> **TASK DETAILS**
Convert the entries below into a numbered list, dropping any blank lines and leaving the pictures out.
--------------------
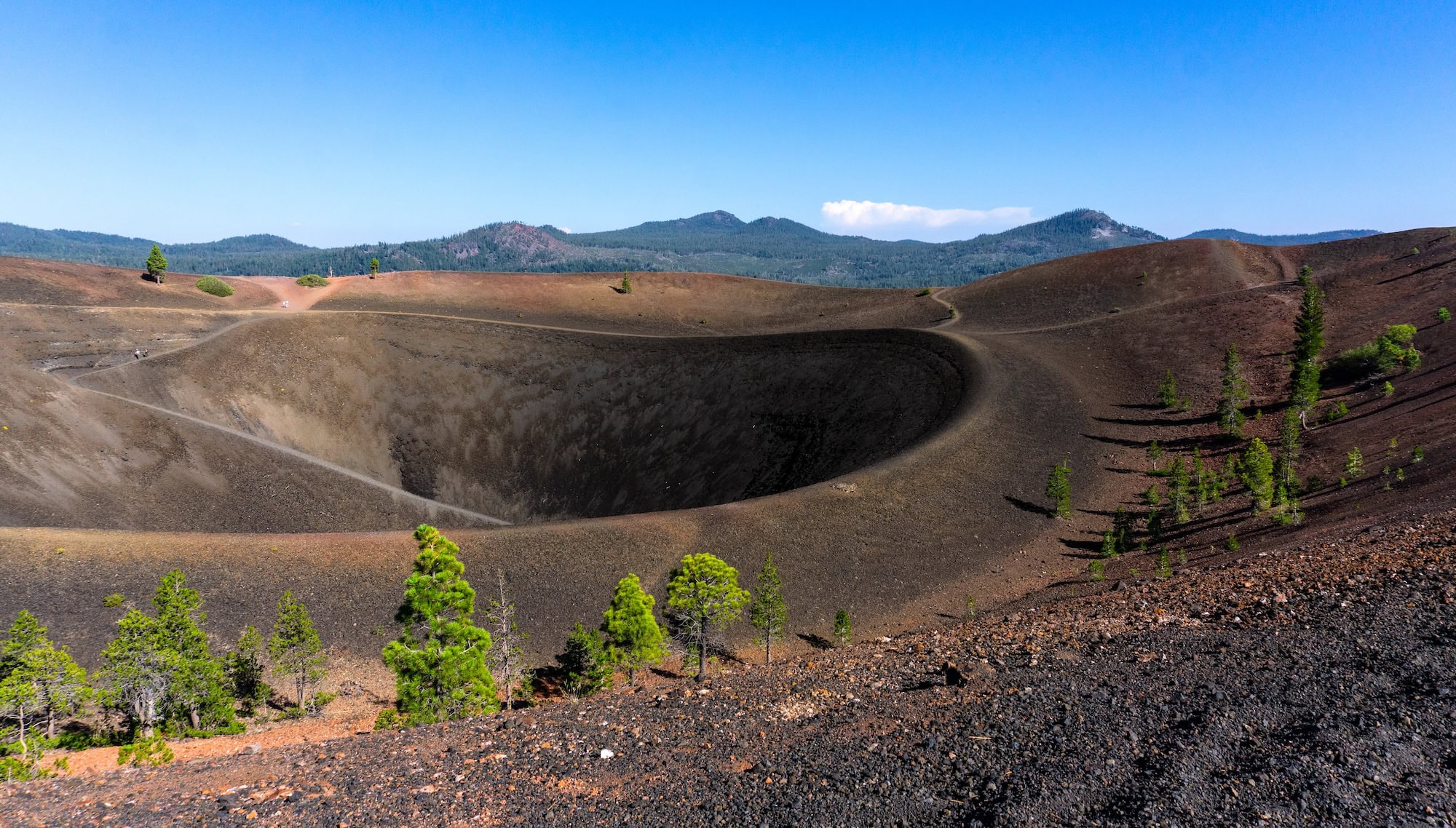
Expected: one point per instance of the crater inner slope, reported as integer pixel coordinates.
(535, 424)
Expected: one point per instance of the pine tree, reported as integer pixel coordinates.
(769, 615)
(1179, 491)
(59, 682)
(1286, 471)
(844, 629)
(31, 658)
(1168, 391)
(442, 658)
(20, 704)
(586, 663)
(1355, 465)
(507, 644)
(1234, 394)
(1109, 548)
(1157, 523)
(634, 637)
(138, 672)
(245, 670)
(1310, 341)
(1123, 529)
(1059, 490)
(158, 266)
(199, 689)
(1259, 475)
(296, 650)
(704, 594)
(25, 635)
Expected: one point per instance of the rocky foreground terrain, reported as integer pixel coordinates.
(1314, 686)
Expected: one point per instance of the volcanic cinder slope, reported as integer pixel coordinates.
(889, 450)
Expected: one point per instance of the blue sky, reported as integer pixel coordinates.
(352, 123)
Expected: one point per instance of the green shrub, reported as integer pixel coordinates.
(154, 752)
(215, 286)
(844, 628)
(23, 769)
(1393, 350)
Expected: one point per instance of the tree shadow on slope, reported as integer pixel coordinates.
(1027, 506)
(818, 642)
(1199, 420)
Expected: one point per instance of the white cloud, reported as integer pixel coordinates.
(886, 219)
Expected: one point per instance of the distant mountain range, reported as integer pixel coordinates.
(711, 242)
(1282, 241)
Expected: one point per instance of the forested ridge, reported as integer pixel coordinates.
(711, 242)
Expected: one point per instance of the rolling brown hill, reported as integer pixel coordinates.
(890, 456)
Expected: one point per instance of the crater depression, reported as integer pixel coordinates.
(529, 424)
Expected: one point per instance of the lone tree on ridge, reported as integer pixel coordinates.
(769, 615)
(440, 658)
(296, 648)
(704, 594)
(634, 637)
(158, 266)
(1059, 490)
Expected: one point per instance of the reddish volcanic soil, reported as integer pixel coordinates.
(889, 450)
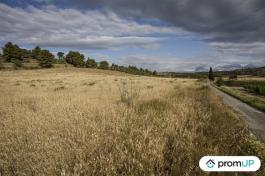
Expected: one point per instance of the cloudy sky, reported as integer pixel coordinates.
(165, 35)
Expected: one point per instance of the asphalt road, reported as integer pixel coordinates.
(253, 118)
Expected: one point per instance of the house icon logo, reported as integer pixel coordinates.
(210, 163)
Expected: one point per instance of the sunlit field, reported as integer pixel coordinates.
(96, 122)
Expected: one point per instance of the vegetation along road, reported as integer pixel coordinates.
(254, 119)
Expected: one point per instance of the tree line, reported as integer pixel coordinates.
(12, 53)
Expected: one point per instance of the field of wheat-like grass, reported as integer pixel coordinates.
(94, 122)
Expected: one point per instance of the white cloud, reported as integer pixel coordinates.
(54, 27)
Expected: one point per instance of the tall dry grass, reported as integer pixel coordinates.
(87, 122)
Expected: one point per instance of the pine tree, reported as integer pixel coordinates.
(211, 76)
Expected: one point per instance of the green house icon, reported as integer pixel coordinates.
(210, 163)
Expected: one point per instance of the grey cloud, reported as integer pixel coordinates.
(51, 26)
(222, 20)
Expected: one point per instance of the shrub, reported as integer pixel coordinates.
(219, 82)
(17, 63)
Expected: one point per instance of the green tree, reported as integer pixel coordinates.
(104, 65)
(233, 76)
(211, 75)
(75, 58)
(36, 53)
(12, 52)
(91, 63)
(60, 55)
(45, 59)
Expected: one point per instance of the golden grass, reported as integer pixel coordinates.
(94, 122)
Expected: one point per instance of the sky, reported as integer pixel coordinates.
(162, 35)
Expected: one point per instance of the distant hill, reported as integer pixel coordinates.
(260, 71)
(204, 74)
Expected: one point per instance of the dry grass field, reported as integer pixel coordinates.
(94, 122)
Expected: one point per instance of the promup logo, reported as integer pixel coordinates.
(229, 163)
(210, 164)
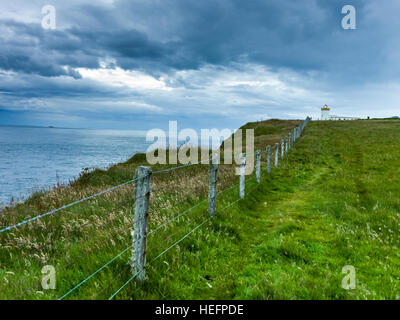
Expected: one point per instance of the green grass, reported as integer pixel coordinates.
(334, 202)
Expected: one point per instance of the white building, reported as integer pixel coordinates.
(325, 112)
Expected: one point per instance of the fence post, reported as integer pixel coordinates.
(142, 195)
(269, 159)
(242, 176)
(287, 145)
(212, 196)
(258, 165)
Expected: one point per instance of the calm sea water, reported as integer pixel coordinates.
(33, 159)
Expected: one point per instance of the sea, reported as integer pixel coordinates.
(35, 159)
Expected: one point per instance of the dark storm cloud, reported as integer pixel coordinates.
(300, 45)
(302, 35)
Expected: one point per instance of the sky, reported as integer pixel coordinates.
(137, 64)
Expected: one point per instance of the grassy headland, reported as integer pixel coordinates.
(334, 202)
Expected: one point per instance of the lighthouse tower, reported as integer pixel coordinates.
(325, 112)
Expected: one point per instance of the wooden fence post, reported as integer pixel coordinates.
(242, 176)
(287, 145)
(258, 165)
(269, 159)
(212, 196)
(142, 196)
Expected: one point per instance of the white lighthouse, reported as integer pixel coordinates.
(325, 113)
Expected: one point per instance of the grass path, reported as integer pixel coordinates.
(334, 202)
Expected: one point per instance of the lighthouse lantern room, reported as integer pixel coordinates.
(325, 112)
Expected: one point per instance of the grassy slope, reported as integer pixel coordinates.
(335, 202)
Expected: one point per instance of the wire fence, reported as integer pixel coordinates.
(165, 214)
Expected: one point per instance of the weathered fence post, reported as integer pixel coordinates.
(293, 136)
(142, 196)
(258, 165)
(242, 176)
(212, 196)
--------------------
> **SOLUTION FOR THIS EXERCISE**
1. Expected: one point per instance of the crater inner slope, reported as integer pixel coordinates.
2. (535, 424)
3. Expected: one point per instance of the pine tree, reported as integer pixel coordinates.
4. (769, 615)
5. (1179, 491)
6. (59, 682)
7. (1286, 471)
8. (844, 629)
9. (31, 658)
10. (1168, 391)
11. (442, 658)
12. (20, 704)
13. (586, 663)
14. (1355, 465)
15. (507, 644)
16. (1234, 394)
17. (1109, 548)
18. (1157, 523)
19. (634, 637)
20. (138, 672)
21. (245, 670)
22. (1310, 341)
23. (1123, 529)
24. (1059, 490)
25. (158, 266)
26. (199, 689)
27. (1259, 475)
28. (296, 650)
29. (704, 594)
30. (25, 635)
31. Expected: one point per instance of the rocky foreground terrain, reported as integer pixel coordinates.
32. (1314, 686)
33. Expected: one point per instance of the volcanic cinder slope, reported as integer pixel coordinates.
34. (889, 450)
35. Expected: one point per instance of the blue sky, reported as integer pixel coordinates.
36. (352, 123)
37. Expected: one point per instance of the green shrub, reported as integer pixel coordinates.
38. (154, 752)
39. (215, 286)
40. (844, 628)
41. (23, 769)
42. (1393, 350)
43. Expected: one point per instance of the tree shadow on slope, reported as integer pixel coordinates.
44. (1027, 506)
45. (818, 642)
46. (1199, 420)
47. Expected: one point per instance of the white cloud, reported as integer pixel coordinates.
48. (886, 219)
49. Expected: one point per instance of the distant mountain range, reported as integer pixel coordinates.
50. (711, 242)
51. (1282, 241)
52. Expected: one point per instance of the forested ridge, reported as integer pixel coordinates.
53. (711, 242)
54. Expected: one point per instance of the rolling brown hill, reported as integer pixel coordinates.
55. (890, 456)
56. Expected: one point per instance of the crater depression, reported as integer pixel coordinates.
57. (529, 424)
58. Expected: one point per instance of the lone tree on ridge, reported as integer pixel coordinates.
59. (769, 615)
60. (440, 658)
61. (296, 648)
62. (704, 594)
63. (634, 637)
64. (158, 266)
65. (1059, 490)
66. Expected: one point per instance of the reddish volcanic soil, reported as integer pixel coordinates.
67. (889, 450)
68. Expected: one point per instance of the cloudy sky, reported as integer pixel coordinates.
69. (165, 35)
70. Expected: one point per instance of the asphalt road, reported as integer pixel coordinates.
71. (253, 118)
72. Expected: one point per instance of the house icon logo, reported as integer pixel coordinates.
73. (210, 163)
74. Expected: one point per instance of the sunlit field, reported as integer pixel coordinates.
75. (96, 122)
76. Expected: one point per instance of the vegetation along road, reported as integer pixel coordinates.
77. (254, 119)
78. Expected: one point per instance of the tree line, reported as integer pixel coordinates.
79. (12, 53)
80. Expected: one point per instance of the field of wheat-like grass, reported as integer pixel coordinates.
81. (94, 122)
82. Expected: one point per instance of the white cloud, reported as integer pixel coordinates.
83. (54, 27)
84. Expected: one point per instance of the tall dry grass, reported as integer pixel coordinates.
85. (87, 122)
86. Expected: one point per instance of the pine tree, reported as integer pixel coordinates.
87. (211, 76)
88. Expected: one point per instance of the green house icon, reported as integer pixel coordinates.
89. (210, 163)
90. Expected: one point per instance of the grey cloud, reported as integer pixel coordinates.
91. (51, 26)
92. (222, 20)
93. Expected: one point per instance of the shrub, reported as integer pixel coordinates.
94. (219, 82)
95. (17, 63)
96. Expected: one point per instance of the green tree, reported as integer pixel coordinates.
97. (104, 65)
98. (233, 76)
99. (211, 75)
100. (75, 58)
101. (36, 53)
102. (12, 52)
103. (91, 63)
104. (60, 55)
105. (45, 59)
106. Expected: one point per instance of the golden grass, reported as integer pixel coordinates.
107. (94, 122)
108. Expected: one point per instance of the sky, reported as integer pixel coordinates.
109. (162, 35)
110. Expected: one point per instance of the distant hill, reported as integer pixel coordinates.
111. (260, 71)
112. (204, 74)
113. Expected: one point per instance of the dry grass field, reported as integer pixel coordinates.
114. (94, 122)
115. Expected: one point per instance of the promup logo, reported as integer pixel coordinates.
116. (229, 163)
117. (210, 164)
118. Expected: one point per instance of the green grass, reported as integer pixel coordinates.
119. (334, 202)
120. Expected: one point per instance of the white building, reported as integer pixel coordinates.
121. (325, 112)
122. Expected: one point per instance of the fence post, reported as integer pixel coordinates.
123. (142, 195)
124. (269, 159)
125. (242, 176)
126. (287, 145)
127. (212, 196)
128. (258, 165)
129. Expected: one point per instance of the calm sea water, reported as integer pixel coordinates.
130. (33, 159)
131. Expected: one point per instance of the sea, reported as integer pixel coordinates.
132. (35, 159)
133. Expected: one point per instance of the dark storm cloud, reported as integer pixel coordinates.
134. (300, 45)
135. (302, 35)
136. Expected: one point per instance of the sky, reported as integer pixel coordinates.
137. (137, 64)
138. Expected: one point per instance of the grassy headland, reported as integer pixel coordinates.
139. (334, 202)
140. Expected: one point per instance of the lighthouse tower, reported as integer pixel coordinates.
141. (325, 112)
142. Expected: one point per instance of the wooden fence post, reported as integer pixel coordinates.
143. (242, 176)
144. (287, 145)
145. (258, 165)
146. (269, 159)
147. (212, 196)
148. (142, 196)
149. Expected: one point per instance of the white lighthouse, reported as integer pixel coordinates.
150. (325, 113)
151. Expected: one point per instance of the grass path, reported as integer pixel coordinates.
152. (334, 202)
153. Expected: one point per instance of the lighthouse lantern room, reported as integer pixel coordinates.
154. (325, 112)
155. Expected: one point per instance of the grassy slope, reported as integer pixel coordinates.
156. (335, 202)
157. Expected: one point per instance of the wire fence, reported as integer pixel coordinates.
158. (165, 214)
159. Expected: one point per instance of the weathered fence post, reported as integer pixel coordinates.
160. (293, 136)
161. (142, 196)
162. (258, 165)
163. (242, 176)
164. (212, 196)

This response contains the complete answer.